### Given problem
Pick out every line of the material below that contains the string "stone". Case counts.

---------- Data supplied ----------

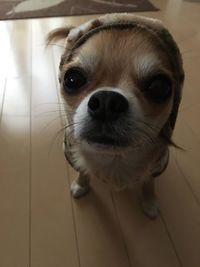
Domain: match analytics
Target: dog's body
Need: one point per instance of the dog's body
(121, 77)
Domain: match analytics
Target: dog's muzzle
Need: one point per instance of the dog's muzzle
(107, 113)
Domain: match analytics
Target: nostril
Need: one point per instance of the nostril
(107, 105)
(118, 104)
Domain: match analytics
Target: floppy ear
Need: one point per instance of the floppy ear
(58, 34)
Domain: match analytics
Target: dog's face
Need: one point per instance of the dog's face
(119, 85)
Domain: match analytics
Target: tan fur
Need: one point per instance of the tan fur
(119, 52)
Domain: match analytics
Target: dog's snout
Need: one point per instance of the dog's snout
(107, 105)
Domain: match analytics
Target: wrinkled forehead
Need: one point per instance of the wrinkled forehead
(121, 51)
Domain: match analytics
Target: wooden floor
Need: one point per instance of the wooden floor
(40, 224)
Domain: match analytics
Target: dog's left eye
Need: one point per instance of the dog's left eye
(74, 79)
(159, 88)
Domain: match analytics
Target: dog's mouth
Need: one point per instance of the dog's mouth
(107, 141)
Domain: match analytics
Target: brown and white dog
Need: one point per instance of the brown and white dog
(121, 77)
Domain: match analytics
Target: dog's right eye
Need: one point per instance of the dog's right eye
(74, 80)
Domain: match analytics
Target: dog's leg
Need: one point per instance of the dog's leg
(80, 186)
(149, 202)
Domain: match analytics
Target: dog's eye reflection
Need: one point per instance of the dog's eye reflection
(74, 79)
(158, 89)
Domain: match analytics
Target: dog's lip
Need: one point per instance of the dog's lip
(107, 141)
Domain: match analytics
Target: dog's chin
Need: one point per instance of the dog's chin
(105, 145)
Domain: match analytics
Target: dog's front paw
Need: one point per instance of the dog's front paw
(78, 190)
(151, 208)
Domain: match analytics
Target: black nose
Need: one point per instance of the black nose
(107, 105)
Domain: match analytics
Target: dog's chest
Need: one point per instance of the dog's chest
(120, 171)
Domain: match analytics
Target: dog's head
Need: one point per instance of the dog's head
(121, 77)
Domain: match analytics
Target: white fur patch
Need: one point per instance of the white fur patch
(145, 63)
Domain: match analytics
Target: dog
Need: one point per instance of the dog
(121, 77)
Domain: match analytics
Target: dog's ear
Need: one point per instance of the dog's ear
(58, 34)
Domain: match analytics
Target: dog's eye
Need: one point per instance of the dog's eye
(159, 88)
(74, 79)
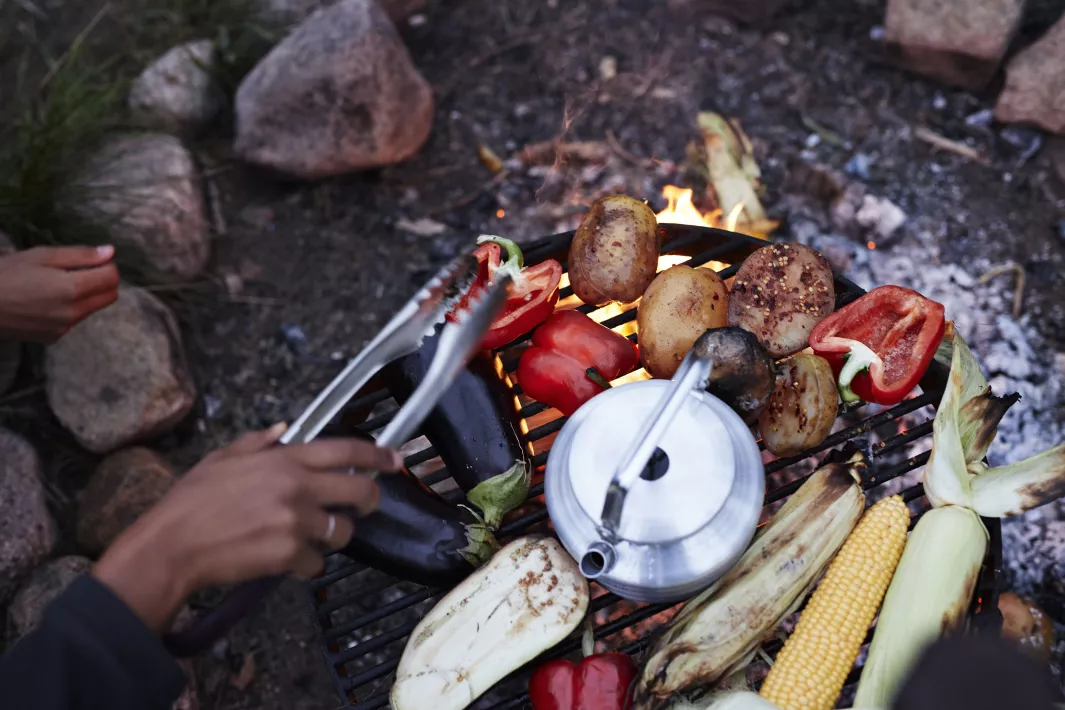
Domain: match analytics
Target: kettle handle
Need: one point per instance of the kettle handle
(693, 374)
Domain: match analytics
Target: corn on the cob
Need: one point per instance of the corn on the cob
(719, 630)
(812, 667)
(929, 595)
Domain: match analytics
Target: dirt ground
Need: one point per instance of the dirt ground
(313, 270)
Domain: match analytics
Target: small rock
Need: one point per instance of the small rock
(11, 351)
(46, 583)
(177, 92)
(143, 190)
(125, 485)
(339, 94)
(120, 376)
(1034, 91)
(960, 43)
(1026, 623)
(26, 529)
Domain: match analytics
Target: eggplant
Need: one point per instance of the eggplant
(474, 428)
(416, 535)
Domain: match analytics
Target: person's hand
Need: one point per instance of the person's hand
(249, 510)
(46, 291)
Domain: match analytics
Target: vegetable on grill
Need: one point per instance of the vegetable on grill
(555, 368)
(719, 630)
(530, 298)
(678, 307)
(527, 598)
(613, 254)
(474, 428)
(881, 345)
(781, 293)
(932, 588)
(812, 669)
(803, 406)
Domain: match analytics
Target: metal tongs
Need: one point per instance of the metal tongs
(403, 335)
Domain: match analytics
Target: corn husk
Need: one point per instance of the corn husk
(929, 595)
(719, 630)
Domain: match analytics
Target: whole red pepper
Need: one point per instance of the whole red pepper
(531, 297)
(600, 681)
(555, 368)
(881, 345)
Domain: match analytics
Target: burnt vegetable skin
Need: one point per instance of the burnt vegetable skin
(474, 428)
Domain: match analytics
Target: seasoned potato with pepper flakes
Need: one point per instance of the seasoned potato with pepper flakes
(802, 408)
(781, 292)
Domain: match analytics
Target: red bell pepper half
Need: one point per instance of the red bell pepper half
(881, 345)
(556, 368)
(600, 681)
(533, 294)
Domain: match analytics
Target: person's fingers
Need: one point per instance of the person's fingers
(78, 257)
(309, 563)
(355, 490)
(332, 453)
(333, 529)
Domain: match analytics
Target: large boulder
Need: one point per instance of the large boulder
(288, 13)
(1034, 91)
(339, 94)
(27, 532)
(961, 42)
(144, 191)
(11, 351)
(178, 92)
(46, 583)
(125, 485)
(119, 376)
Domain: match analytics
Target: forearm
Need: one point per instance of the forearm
(89, 650)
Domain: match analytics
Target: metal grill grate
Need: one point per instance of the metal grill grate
(364, 616)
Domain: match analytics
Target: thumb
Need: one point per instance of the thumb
(75, 257)
(257, 441)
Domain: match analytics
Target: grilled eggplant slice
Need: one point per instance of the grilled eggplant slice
(474, 428)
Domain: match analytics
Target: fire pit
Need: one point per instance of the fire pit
(364, 616)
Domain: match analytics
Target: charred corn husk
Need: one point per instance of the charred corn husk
(812, 667)
(929, 595)
(932, 589)
(719, 630)
(527, 598)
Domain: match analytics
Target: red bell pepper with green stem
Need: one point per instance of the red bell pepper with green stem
(531, 297)
(600, 681)
(881, 345)
(571, 360)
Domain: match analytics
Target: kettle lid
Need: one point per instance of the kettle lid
(686, 481)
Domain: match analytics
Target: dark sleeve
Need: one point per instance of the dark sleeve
(88, 653)
(978, 672)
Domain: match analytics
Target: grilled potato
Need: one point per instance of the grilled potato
(802, 408)
(681, 304)
(781, 292)
(613, 256)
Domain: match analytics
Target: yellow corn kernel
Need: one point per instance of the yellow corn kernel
(810, 670)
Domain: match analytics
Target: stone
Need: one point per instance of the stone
(961, 43)
(27, 532)
(11, 351)
(1034, 91)
(144, 191)
(289, 13)
(119, 376)
(339, 94)
(178, 92)
(125, 485)
(46, 583)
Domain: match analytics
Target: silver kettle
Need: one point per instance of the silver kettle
(656, 486)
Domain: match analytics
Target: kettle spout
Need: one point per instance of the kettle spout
(597, 560)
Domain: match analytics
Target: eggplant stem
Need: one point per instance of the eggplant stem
(597, 378)
(501, 494)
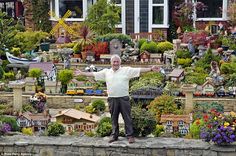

----------

### The result
Target: stone
Need: one point per instance of the stone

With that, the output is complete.